─── PROVIDED TEXT

We’re Jammin’

Each year I see all these wonderful recipes for canned goodies—homemade pickles, relishes, chutney, jams, marmalades, conserves, preserves, jellies, sun-dried tomatoes—and I SO long to make my own and try them out, give them as gifts to friends, and have a bit of summer sunshine stored for my own winter pantry.

But there’s been a problem: contemplating the process has caused great fear and trepidation in my soul. Even though it’s one of the most common ways to preserve homegrown foods, and is quite a simple process handed down through generations of folks, I just have not been able to bring myself to attempt it. So why all the angst? In three words: sterilization, pasteurization and the worst thought of all, botulism. Doing anything connected with those words made me want to run in the opposite direction.

So this year, as I’m seeing the new recipes in my favorite magazines, and reading amazing posts online of folks making luscious looking and sounding foods and preserving them, I’m feeling emboldened. Empowered. Possessed! I’m channeling the expertise of my maternal grandmother (Mamaw), who put up homemade jams, amazing pear conserves and sumptuous fig condiments from her very own trees, every single year. She would never have thought twice about this being a scary or difficult thing. I didn’t have the chance to learn canning from Mamaw before she died, but she would have been very proud of me yesterday. Here’s what I did.

My friend Wanda—one of two friends who actually do practice preserving—invited me to her house and her big kitchen to have a jam session. I searched for the best-sounding seasonal fruit recipes I could find, and, fully loaded with pounds of fruit and ready to cook, I landed in her kitchen at about 9:45 a.m., where we immediately went to work. I wanted to try out two recipes that didn’t require any additives and use cane sugar, and we also made two traditional jams with white sugar, and one using Sure-Jell. Our mission was to make a Cinnamon-Plum Chutney, a Peach-Orange Marmalade, a Drunken Fig Jam, and old-fashioned Blueberry Jam.

Black Plums, Peaches, Figs and Blueberries were our starring fruit.

The plums mixed with cinnamon stick, white onion, toasted mustard seed, sugar and white vinegar; Peaches mixed with orange zest, lemon juice and sugar; Figs with lemon zest, Cognac and sugar; Blueberries mashed with sugar.

Some recipes call for letting the fruit macerate in the sugar before cooking—and also in the liquor if you’re using that—and while that is going on you can wash and sterilize your jars in the dishwasher or in boiling water, or do it while the mixture is cooking.

The cooking chutney, peach and orange marmalade, fig jam and blueberry jam almost ready for canning.

Once everything is in the pot, you bring it to a rolling boil which won’t stir down, then turn the heat to medium low and allow it to cook for the amount of time in the recipe, or until it gets to be thick and syrupy. Just before time for your product to be finished cooking, put your clean, sterilized and dry (be sure they are dry) jars out on a heatproof surface.

──────

(SET OF TASKS)
(1) List the four preserves that the jam-making text names as the mission for the day.
(2) Write a continuation of the jam-making text that picks up after its last sentence.
The records that come next are separate material from the jam-making text.

─── PROVIDED MATERIAL

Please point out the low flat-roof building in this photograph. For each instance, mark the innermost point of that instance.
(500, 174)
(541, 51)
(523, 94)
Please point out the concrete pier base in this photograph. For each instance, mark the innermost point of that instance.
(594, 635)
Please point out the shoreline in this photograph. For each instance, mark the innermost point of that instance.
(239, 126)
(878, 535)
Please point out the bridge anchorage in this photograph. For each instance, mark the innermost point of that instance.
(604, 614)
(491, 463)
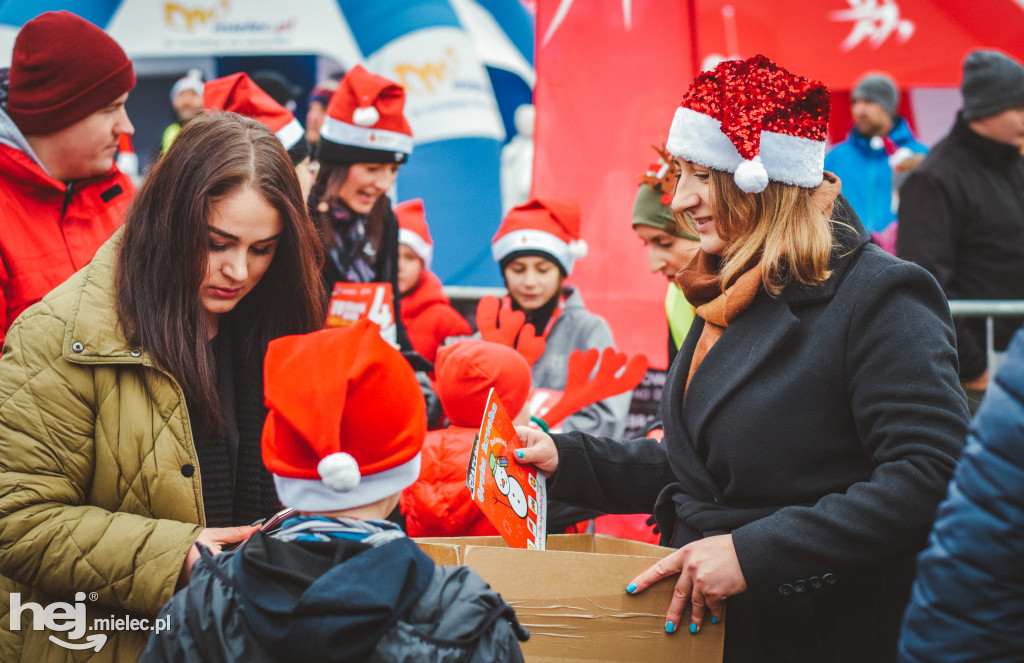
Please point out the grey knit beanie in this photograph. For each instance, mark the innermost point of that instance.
(992, 83)
(879, 88)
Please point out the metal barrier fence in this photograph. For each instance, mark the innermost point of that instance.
(465, 297)
(989, 309)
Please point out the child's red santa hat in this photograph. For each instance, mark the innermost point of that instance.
(413, 230)
(241, 94)
(756, 120)
(346, 418)
(467, 371)
(542, 226)
(365, 121)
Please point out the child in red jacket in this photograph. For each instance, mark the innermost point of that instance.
(425, 309)
(438, 503)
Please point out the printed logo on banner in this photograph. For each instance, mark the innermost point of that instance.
(61, 617)
(448, 91)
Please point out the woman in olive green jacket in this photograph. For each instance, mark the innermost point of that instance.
(131, 396)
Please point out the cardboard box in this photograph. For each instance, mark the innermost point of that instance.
(572, 598)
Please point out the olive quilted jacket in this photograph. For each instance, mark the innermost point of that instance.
(99, 483)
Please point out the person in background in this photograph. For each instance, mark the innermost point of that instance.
(426, 311)
(365, 139)
(536, 246)
(968, 599)
(962, 211)
(61, 117)
(815, 390)
(438, 504)
(337, 581)
(186, 100)
(131, 397)
(876, 157)
(316, 111)
(241, 94)
(671, 243)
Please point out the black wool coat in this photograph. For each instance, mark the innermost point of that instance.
(820, 430)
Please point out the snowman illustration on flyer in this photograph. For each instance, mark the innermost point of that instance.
(512, 496)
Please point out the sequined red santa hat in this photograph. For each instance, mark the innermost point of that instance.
(365, 121)
(547, 226)
(413, 230)
(756, 120)
(241, 94)
(346, 418)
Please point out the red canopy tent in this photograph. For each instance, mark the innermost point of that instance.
(610, 73)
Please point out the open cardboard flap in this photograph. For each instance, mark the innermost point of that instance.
(572, 598)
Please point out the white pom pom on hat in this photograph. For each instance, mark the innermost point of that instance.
(751, 175)
(339, 471)
(366, 116)
(579, 249)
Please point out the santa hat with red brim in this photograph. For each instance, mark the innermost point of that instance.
(365, 121)
(346, 418)
(547, 226)
(756, 120)
(241, 94)
(413, 230)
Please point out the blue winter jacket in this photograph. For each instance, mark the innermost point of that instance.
(968, 601)
(866, 175)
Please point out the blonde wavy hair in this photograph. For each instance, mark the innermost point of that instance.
(783, 228)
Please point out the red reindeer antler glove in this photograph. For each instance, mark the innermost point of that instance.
(581, 390)
(500, 324)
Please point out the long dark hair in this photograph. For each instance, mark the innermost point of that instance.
(165, 245)
(325, 193)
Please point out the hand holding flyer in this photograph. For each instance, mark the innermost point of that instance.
(512, 496)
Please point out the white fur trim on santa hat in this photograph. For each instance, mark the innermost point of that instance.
(418, 244)
(314, 495)
(787, 159)
(290, 133)
(349, 134)
(529, 240)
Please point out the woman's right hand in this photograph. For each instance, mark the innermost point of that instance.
(540, 450)
(213, 539)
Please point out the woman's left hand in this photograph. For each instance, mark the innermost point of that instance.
(709, 573)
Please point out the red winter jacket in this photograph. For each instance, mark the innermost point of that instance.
(438, 503)
(49, 230)
(429, 319)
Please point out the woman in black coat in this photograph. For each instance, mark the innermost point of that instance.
(813, 415)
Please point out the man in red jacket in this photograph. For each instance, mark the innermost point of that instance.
(61, 114)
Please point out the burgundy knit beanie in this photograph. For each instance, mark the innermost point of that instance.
(62, 70)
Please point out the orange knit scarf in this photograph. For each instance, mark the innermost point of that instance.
(699, 282)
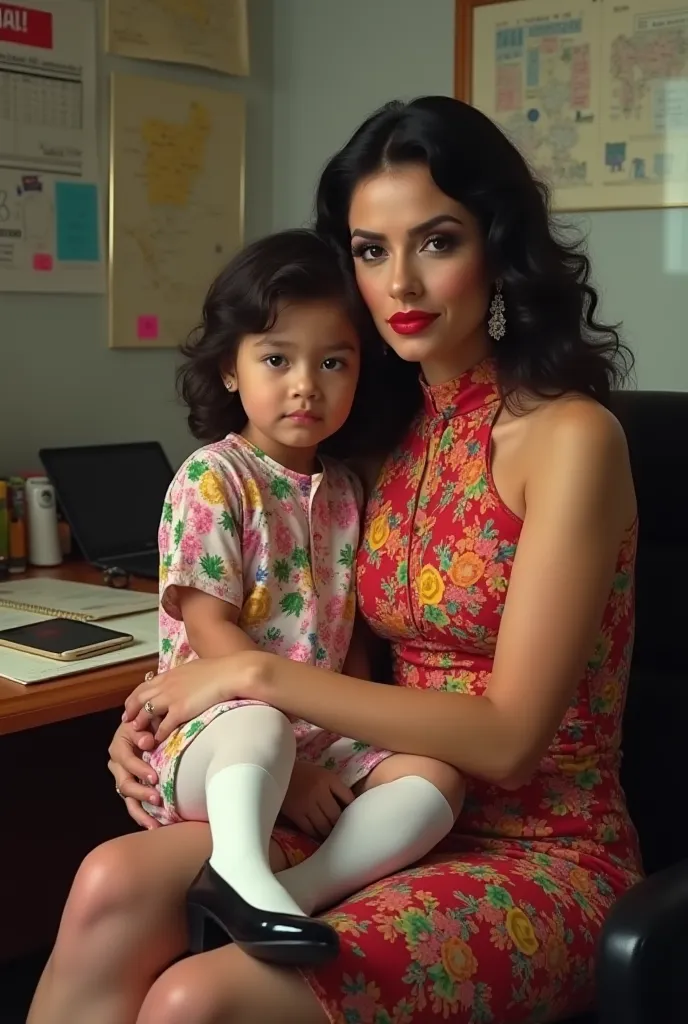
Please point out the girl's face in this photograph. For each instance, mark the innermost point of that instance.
(419, 259)
(297, 381)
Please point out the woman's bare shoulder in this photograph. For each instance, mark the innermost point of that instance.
(578, 436)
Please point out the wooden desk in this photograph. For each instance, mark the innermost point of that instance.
(42, 704)
(58, 799)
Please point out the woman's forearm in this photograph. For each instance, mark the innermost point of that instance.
(466, 731)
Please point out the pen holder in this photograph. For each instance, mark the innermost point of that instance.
(44, 547)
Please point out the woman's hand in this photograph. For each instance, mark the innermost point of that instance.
(184, 692)
(315, 799)
(128, 767)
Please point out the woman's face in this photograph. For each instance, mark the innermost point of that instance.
(419, 259)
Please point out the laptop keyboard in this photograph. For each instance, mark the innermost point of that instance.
(146, 566)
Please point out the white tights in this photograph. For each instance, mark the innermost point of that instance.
(235, 774)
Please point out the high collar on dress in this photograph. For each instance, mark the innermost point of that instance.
(473, 389)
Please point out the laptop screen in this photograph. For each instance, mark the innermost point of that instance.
(112, 495)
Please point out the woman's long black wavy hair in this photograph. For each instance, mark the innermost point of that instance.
(555, 342)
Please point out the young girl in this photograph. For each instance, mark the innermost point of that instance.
(257, 542)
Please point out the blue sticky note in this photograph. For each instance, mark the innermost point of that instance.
(77, 221)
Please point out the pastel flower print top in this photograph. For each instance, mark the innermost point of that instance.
(277, 545)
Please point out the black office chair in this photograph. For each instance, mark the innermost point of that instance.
(642, 970)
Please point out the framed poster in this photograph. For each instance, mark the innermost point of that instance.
(594, 93)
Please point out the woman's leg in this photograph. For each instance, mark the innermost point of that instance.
(225, 986)
(405, 806)
(234, 774)
(124, 922)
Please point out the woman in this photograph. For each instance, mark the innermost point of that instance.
(498, 561)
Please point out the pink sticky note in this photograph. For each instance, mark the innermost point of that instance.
(146, 328)
(42, 261)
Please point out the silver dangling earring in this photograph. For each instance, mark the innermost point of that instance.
(497, 325)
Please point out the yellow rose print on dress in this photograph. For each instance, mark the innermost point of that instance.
(466, 569)
(431, 586)
(257, 606)
(379, 531)
(521, 932)
(210, 487)
(458, 960)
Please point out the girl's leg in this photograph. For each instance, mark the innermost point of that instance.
(406, 805)
(123, 924)
(234, 774)
(225, 986)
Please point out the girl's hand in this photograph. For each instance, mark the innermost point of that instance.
(133, 777)
(182, 693)
(315, 799)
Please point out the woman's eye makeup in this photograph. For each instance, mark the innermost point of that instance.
(437, 244)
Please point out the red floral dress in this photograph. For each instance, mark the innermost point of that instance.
(500, 924)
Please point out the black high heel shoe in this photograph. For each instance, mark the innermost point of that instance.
(278, 938)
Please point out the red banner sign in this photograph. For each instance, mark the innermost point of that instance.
(26, 26)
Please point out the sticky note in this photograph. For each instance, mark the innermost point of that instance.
(77, 221)
(146, 328)
(42, 261)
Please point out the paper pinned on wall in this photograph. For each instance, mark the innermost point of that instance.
(77, 221)
(50, 217)
(208, 33)
(146, 328)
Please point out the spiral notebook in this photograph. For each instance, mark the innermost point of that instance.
(84, 602)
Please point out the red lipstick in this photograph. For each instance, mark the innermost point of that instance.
(412, 322)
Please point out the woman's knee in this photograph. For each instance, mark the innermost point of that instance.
(184, 994)
(105, 883)
(444, 777)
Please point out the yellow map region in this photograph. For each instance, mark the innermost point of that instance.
(175, 156)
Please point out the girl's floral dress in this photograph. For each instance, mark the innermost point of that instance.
(500, 924)
(278, 545)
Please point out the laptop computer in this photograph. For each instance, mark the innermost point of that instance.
(112, 496)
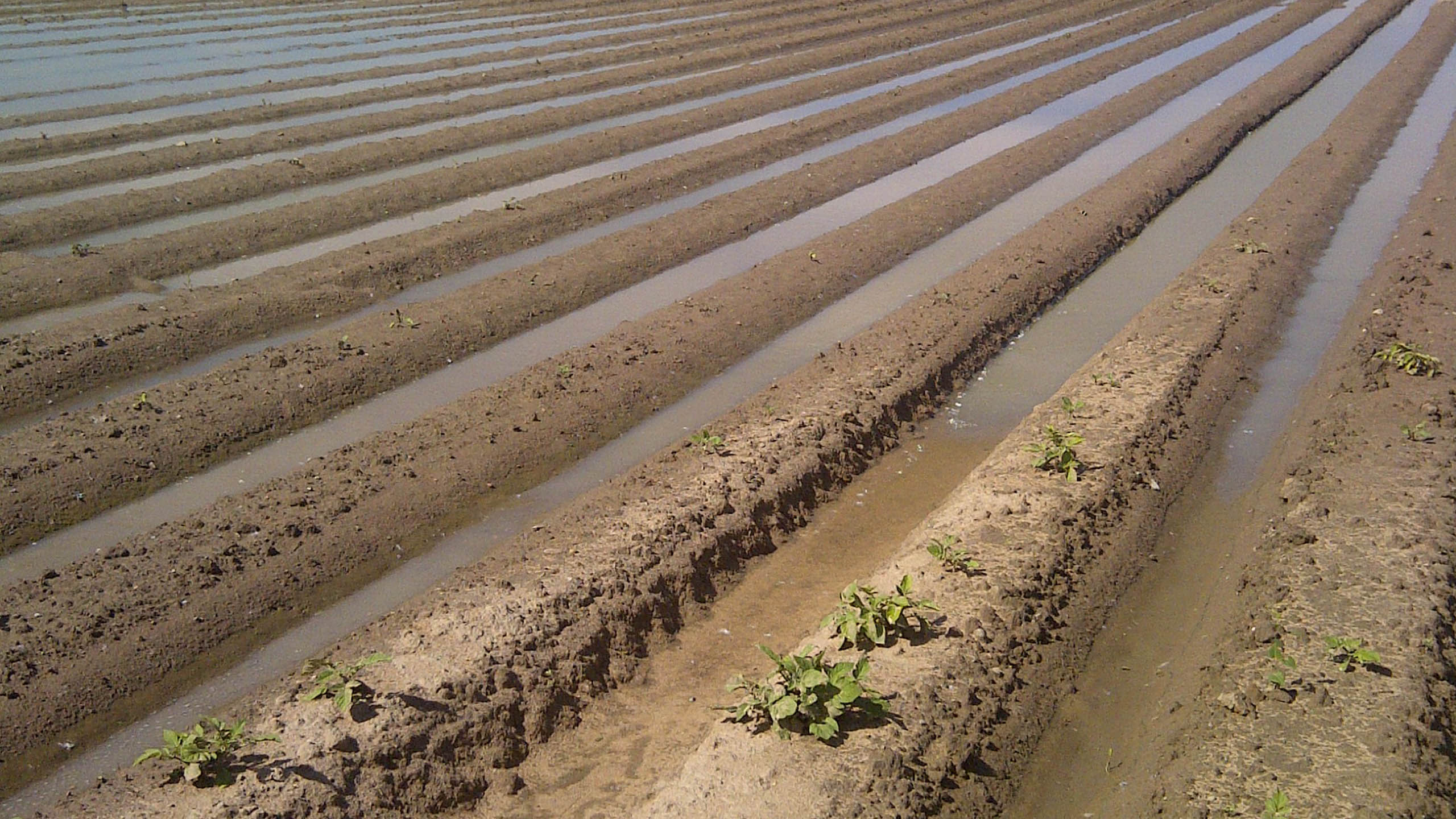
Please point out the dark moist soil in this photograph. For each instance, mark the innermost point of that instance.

──────

(FINAL RESULTS)
(1) Cinnamon-Plum Chutney, Peach-Orange Marmalade, Drunken Fig Jam, and old-fashioned Blueberry Jam

(2)
Skimming foam off the blueberry jam; filling the sterilized jars; the filled chutney jars awaiting their lids; the lids in boiling water; screwing on the tops before turning upside down.

Some recipes require you to skim foam off of the cooked product before you put it into the jars. Our blueberry jam and the peach orange marmalade both required skimming. Once you’ve carefully ladled the jam or chutney into the jars, you’ll need to wipe off the rims with a wet paper towel. To sterilize the lids, heat a small bowl of water to boiling in the microwave, or pour some boiling water from a kettle into a bowl, and drop in the lids. Remove them with tongs, dry them really well, place them on the filled jars and screw on the tops. My mom says that Mamaw always turned her jars upside down once they had the lids and tops on to help make the seal, and Wanda recommended the same.

Lining up jars in the water bath; removing the jars after processing; the finished products!

Lastly, we placed the jars in a large pot of boiling water with a rack in the bottom, covered it, and allowed the jars to sit in the water bath “pasteurizing” for 10 minutes. You then take the jars out carefully with tongs, place them on a kitchen towel and wait for them to cool. They make a lovely little pinging noise when each top pressure seals itself as the jars cool. And you’re done! We were overly ambitious and made 5 batches which resulted in 32 jars, but I’d recommend making 1 batch at a time. It requires fewer pots, less coordination, and a less large vehicle to process in. Revelation: really not hard to do at all. Next on my list: a ginger-lime marmalade and apple-thyme jelly.

And the best part….the tasting! Jam anyone?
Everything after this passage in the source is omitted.